======== Text shown

Another reference specific to categorical data in complex surveys
Mukhopadhyay, Parimal. 2016. Complex Surveys: Analysis of Categorical Data. Singapore: Springer Singapore. http://link.springer.com/10.1007/978-981-10-0871-9.

Based on a 5 minute look it has a lot of math, and looks useful for contingency table and loglinear type of analysis.

Josef

John E

unread,
Dec 25, 2016, 1:23:53 PM12/25/16
to pystatsmodels
FWIW, I'm coming at this as a user of datasets in economics that are almost always weighted.  I know that the machinery behind the scenes that generates these weights is quite complex, but I essentially don't care because I am just using these as frequency weights (minor stata annoyance is not being allowed to interpret non-integer weights as frequency weights btw).  I think this is pretty common for many datasets, but it's hard to say.

For example, I recently worked with the Survey of Consumer Finance, and mostly did it in stata due to the ease of tabstat (which allows weights) and the lack of something comparable AFAIK in pandas or statsmodels.  My guess (just a guess) is that there are lots of people doing tabs like that as opposed to fancier econometrics.  So from a potential number of users point of view, mere replication of stata's tabstat would be very popular, I would guess.

In summary, my experience suggests a huge benefit from just being able to make nice generic weighted tables (i.e. tabstat) and I don't think that is possible (easily) in pandas now, and I think that would be pretty easy to implement.  The fancier econometric pieces would be great, but I would hate for that to slow down development of more basic handling of weights in tables, graphs, etc.

josef...@gmail.com

unread,
Dec 25, 2016, 4:27:54 PM12/25/16
to pystatsmodels
On Sun, Dec 25, 2016 at 1:23 PM, John E <eil...@gmail.com> wrote:
FWIW, I'm coming at this as a user of datasets in economics that are almost always weighted.  I know that the machinery behind the scenes that generates these weights is quite complex, but I essentially don't care because I am just using these as frequency weights (minor stata annoyance is not being allowed to interpret non-integer weights as frequency weights btw).  I think this is pretty common for many datasets, but it's hard to say.

For example, I recently worked with the Survey of Consumer Finance, and mostly did it in stata due to the ease of tabstat (which allows weights) and the lack of something comparable AFAIK in pandas or statsmodels.  My guess (just a guess) is that there are lots of people doing tabs like that as opposed to fancier econometrics.  So from a potential number of users point of view, mere replication of stata's tabstat would be very popular, I would guess.

In summary, my experience suggests a huge benefit from just being able to make nice generic weighted tables (i.e. tabstat) and I don't think that is possible (easily) in pandas now, and I think that would be pretty easy to implement.  The fancier econometric pieces would be great, but I would hate for that to slow down development of more basic handling of weights in tables, graphs, etc.


One reason I asked this question is that I think that this should be a very popular usecase for pandas, and xarray and similar. However, I'm not very familiar with using pandas for data handling beyond the basics and was hoping that someone is working in this area.
Personally, I'm more specialized and interested in figuring out and adding the required inferential statistics and new sandwiches than figuring out how to do the relevant groupby or pivot table computations efficiently in pandas.
I am hoping that different developers can contribute to the parts where they have a comparative advantage, so the different parts don't have to slow each other down.

================

▸ **Objective 1**
Translate this sentence from the forum thread into Spanish: "I think this is pretty common for many datasets, but it's hard to say."
The forum thread and the records come from separate, unrelated sources.

======== Data for processing

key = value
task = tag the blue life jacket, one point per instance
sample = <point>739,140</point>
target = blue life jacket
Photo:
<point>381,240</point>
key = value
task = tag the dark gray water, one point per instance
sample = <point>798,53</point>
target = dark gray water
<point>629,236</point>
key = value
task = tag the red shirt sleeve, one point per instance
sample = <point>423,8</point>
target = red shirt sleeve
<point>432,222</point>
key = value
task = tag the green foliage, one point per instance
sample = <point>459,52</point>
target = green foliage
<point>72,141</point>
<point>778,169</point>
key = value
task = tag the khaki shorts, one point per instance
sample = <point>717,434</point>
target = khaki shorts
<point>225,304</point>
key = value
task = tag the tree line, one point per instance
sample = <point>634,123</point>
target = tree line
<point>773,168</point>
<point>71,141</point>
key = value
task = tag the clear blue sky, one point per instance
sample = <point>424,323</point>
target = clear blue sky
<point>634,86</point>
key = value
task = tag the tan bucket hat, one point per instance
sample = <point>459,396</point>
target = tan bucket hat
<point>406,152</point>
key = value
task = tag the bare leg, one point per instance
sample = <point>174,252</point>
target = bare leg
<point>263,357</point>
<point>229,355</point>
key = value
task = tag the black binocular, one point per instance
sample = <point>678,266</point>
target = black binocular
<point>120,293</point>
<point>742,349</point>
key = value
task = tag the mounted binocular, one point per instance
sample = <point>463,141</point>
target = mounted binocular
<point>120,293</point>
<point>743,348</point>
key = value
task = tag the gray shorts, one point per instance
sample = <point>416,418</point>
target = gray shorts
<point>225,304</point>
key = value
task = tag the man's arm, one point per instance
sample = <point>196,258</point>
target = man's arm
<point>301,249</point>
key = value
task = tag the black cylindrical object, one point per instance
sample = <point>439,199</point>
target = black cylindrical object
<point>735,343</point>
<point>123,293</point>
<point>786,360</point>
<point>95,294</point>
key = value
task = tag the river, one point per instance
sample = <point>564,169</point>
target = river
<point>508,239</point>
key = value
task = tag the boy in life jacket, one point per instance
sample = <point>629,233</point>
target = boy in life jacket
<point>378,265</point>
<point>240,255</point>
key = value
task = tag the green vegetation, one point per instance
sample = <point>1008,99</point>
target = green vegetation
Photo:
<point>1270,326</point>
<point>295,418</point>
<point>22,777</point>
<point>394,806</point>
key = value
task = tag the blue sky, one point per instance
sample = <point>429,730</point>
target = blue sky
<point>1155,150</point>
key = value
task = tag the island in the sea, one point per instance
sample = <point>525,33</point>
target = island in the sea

================

▸ **Objective 2**
Retype the records from their first line through the line containing "<point>629,236</point>", including both of those lines.

▸ **Solution 1**
Creo que esto es bastante común en muchos conjuntos de datos, pero es difícil saberlo.

▸ **Solution 2**
key = value
task = tag the blue life jacket, one point per instance
sample = <point>739,140</point>
target = blue life jacket
Photo:
<point>381,240</point>
key = value
task = tag the dark gray water, one point per instance
sample = <point>798,53</point>
target = dark gray water
<point>629,236</point>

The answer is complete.